┌─ TASK INPUTS
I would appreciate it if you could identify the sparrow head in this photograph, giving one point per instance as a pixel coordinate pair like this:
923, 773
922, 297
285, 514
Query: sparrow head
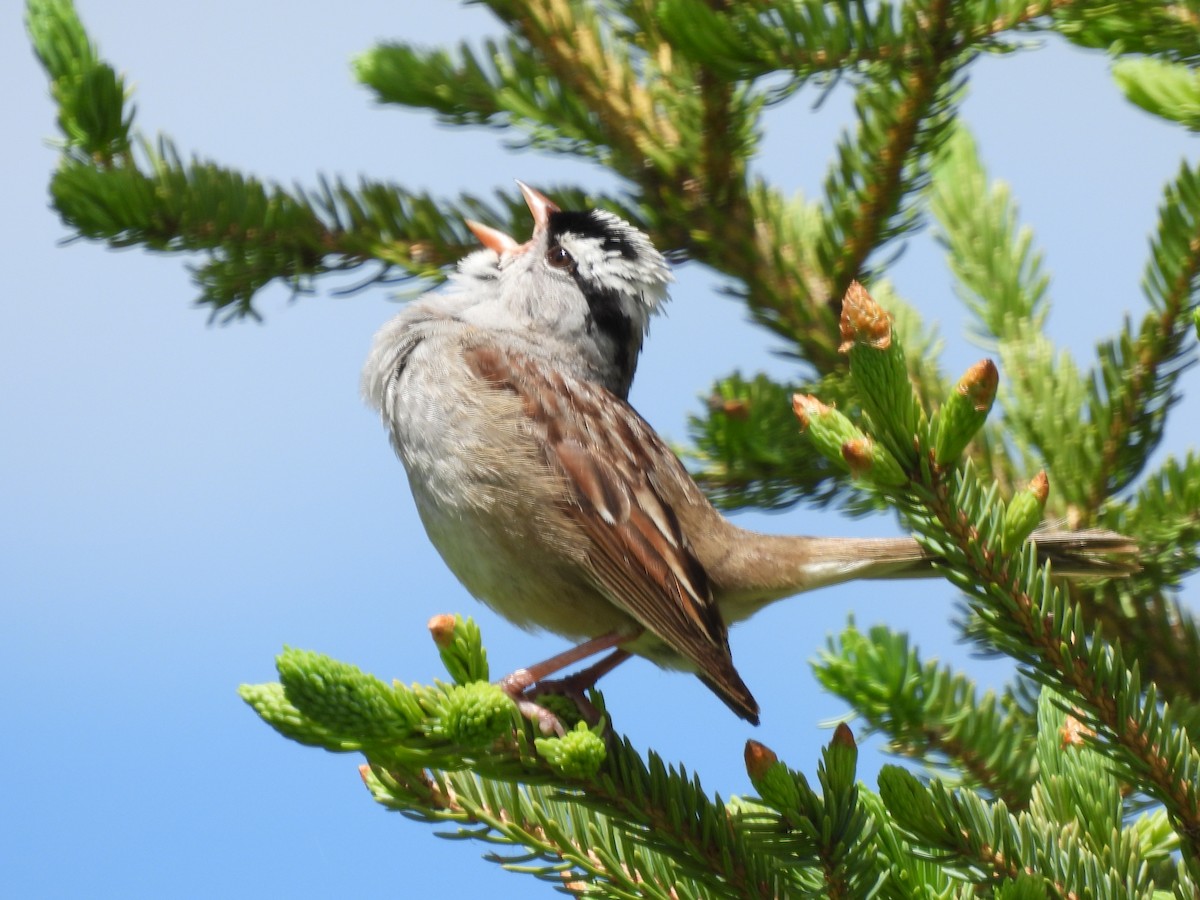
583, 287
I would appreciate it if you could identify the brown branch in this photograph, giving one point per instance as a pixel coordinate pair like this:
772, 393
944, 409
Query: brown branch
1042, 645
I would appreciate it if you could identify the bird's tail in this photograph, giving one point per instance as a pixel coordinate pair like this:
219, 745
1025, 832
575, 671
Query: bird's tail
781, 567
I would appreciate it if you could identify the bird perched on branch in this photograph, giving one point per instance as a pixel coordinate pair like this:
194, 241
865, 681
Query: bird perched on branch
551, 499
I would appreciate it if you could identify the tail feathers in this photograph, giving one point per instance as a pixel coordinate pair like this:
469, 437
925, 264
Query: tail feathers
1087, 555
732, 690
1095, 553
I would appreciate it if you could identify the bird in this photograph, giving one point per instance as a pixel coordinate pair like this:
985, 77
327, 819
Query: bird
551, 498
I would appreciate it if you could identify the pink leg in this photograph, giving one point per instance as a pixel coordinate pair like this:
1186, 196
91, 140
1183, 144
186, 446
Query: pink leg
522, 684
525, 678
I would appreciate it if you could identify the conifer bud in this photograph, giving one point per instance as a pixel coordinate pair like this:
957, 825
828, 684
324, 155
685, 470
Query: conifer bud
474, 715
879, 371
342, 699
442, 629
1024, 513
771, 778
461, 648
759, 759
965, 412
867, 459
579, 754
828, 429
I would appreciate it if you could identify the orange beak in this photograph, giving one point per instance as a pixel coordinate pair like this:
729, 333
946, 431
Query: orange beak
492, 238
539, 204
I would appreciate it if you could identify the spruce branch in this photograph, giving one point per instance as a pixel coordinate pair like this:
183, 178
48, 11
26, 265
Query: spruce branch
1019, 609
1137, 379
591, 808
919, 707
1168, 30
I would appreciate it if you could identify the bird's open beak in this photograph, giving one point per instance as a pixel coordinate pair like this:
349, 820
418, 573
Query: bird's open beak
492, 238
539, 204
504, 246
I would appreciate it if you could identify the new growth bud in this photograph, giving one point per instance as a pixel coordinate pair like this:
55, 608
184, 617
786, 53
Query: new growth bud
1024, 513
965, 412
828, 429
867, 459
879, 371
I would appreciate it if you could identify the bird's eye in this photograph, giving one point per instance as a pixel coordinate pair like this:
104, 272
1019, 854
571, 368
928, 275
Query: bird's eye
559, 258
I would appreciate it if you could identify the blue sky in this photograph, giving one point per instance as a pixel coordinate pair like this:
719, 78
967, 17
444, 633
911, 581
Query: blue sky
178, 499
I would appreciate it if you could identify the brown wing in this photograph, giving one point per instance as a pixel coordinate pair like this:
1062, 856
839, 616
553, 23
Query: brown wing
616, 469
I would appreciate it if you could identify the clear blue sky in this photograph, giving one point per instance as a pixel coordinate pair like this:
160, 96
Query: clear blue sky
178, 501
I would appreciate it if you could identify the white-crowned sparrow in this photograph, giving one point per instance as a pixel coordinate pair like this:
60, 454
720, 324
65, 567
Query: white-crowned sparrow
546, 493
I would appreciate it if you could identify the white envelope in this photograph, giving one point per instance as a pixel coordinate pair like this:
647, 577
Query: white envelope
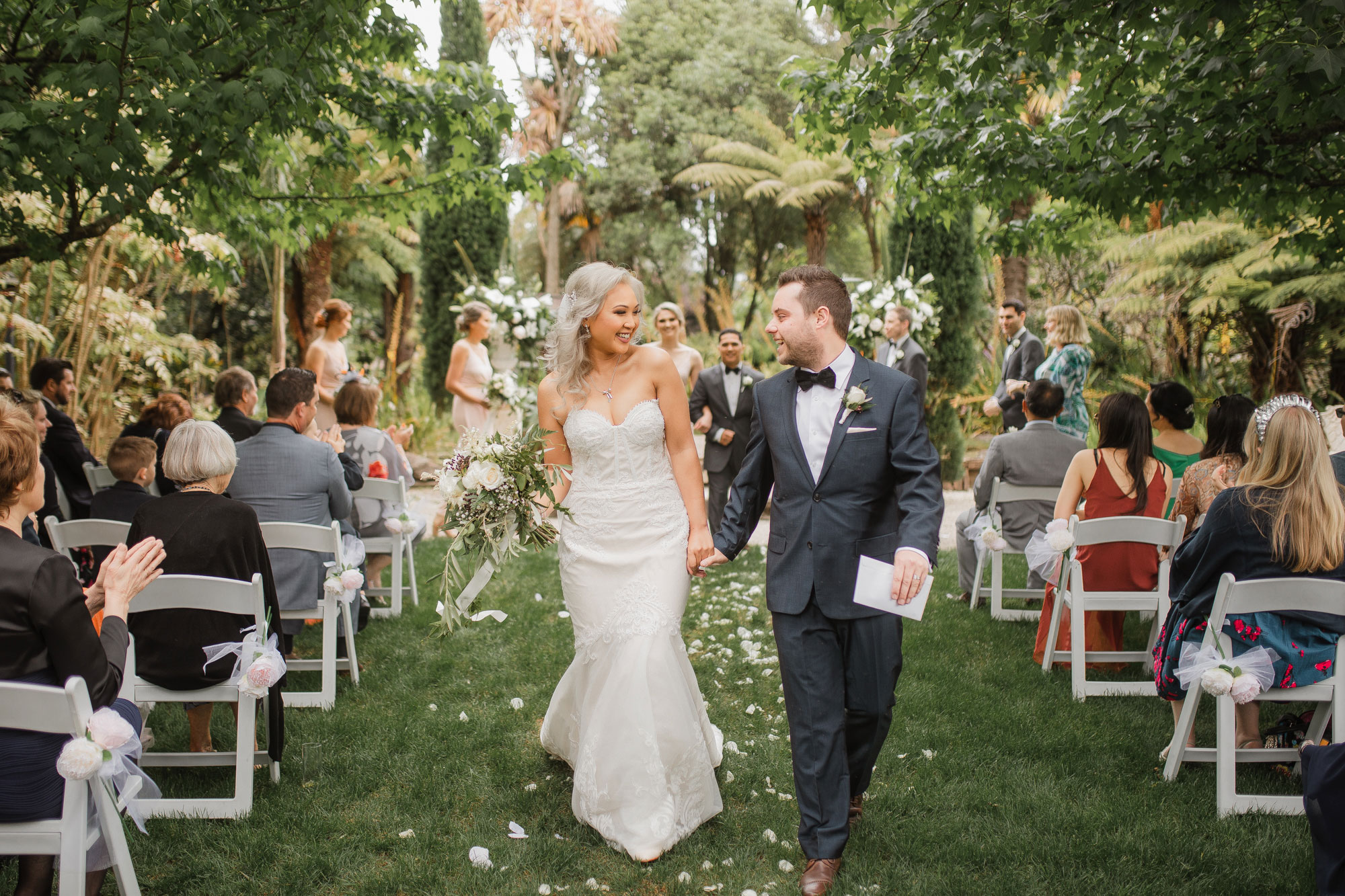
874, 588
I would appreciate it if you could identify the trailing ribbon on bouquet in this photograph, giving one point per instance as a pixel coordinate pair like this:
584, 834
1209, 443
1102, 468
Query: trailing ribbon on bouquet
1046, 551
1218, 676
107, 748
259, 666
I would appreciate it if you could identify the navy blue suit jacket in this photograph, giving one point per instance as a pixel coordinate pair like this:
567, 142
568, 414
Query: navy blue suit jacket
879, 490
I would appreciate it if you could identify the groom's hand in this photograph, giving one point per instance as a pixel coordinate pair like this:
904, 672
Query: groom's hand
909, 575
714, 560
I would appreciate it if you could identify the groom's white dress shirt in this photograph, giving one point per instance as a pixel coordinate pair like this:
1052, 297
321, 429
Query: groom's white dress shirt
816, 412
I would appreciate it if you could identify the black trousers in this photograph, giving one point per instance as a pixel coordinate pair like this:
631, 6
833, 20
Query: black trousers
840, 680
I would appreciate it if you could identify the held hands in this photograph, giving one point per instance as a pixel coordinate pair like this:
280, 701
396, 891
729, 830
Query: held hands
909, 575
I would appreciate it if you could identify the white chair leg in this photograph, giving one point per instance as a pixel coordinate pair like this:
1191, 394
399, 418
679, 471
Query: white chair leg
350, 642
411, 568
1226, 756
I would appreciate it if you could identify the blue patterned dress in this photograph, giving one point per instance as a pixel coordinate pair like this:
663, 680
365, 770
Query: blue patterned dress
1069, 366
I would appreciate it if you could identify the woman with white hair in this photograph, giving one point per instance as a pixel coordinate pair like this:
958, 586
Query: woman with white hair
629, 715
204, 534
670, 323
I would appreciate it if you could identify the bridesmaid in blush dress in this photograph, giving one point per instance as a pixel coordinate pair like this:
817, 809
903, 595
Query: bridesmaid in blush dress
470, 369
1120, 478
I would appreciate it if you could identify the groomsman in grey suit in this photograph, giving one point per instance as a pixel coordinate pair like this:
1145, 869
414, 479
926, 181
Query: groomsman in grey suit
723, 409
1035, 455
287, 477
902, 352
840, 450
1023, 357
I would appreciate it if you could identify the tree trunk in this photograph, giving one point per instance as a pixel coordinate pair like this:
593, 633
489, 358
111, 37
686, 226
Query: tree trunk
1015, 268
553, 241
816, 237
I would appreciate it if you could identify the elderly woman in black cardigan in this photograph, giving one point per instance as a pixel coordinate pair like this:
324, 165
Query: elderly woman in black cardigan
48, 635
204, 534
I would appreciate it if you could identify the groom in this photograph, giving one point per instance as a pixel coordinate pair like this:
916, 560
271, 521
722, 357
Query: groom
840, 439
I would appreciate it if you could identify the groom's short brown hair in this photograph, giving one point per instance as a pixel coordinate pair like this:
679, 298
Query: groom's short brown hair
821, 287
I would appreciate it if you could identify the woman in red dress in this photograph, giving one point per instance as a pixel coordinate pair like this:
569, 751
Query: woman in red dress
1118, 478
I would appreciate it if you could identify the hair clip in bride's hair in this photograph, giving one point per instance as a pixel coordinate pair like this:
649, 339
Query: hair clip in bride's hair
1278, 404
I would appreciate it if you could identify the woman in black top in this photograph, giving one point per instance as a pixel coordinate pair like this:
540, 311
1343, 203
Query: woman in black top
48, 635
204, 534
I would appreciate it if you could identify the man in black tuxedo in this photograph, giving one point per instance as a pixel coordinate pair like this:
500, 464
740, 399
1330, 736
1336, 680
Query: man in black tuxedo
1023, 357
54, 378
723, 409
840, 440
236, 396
└─
▶ CHALLENGE
Reproduce the listing above exactly from the line containing "I would appreciate it if you could identify the groom's short" through its last line, with both of those lines included.

▶ OUTPUT OF THE TASK
I would appreciate it if you could identify the groom's short brown hair in this photograph, giving one point per instance as a pixel coordinate pair like this:
679, 298
Query: groom's short brown hair
821, 287
I would appreciate it if you could identify the woman in red dress in this photograph, giving one point per instance as a pixel coordinate pair like this:
569, 751
Query: woman in red dress
1118, 478
I would appreciate it if you could identify the hair clip in bride's hair in this photograph, giving one point per instance as a pixel coordinate pair like this:
649, 339
Query: hair clip in bride's hair
1278, 404
I would appreciate it if you could identify the woman in black top in this photograph, giving one point per instance as a pixel coordinate pair like this:
540, 311
1343, 203
Query: woman in black top
48, 635
204, 534
I would appreciate it if you could identify the man in black tuxedo in this photograph, giving one point per instance as a pixel coordinate pair like this:
500, 464
740, 399
1330, 736
1336, 680
Query: man in black tuxedo
1023, 357
54, 378
723, 409
840, 440
236, 396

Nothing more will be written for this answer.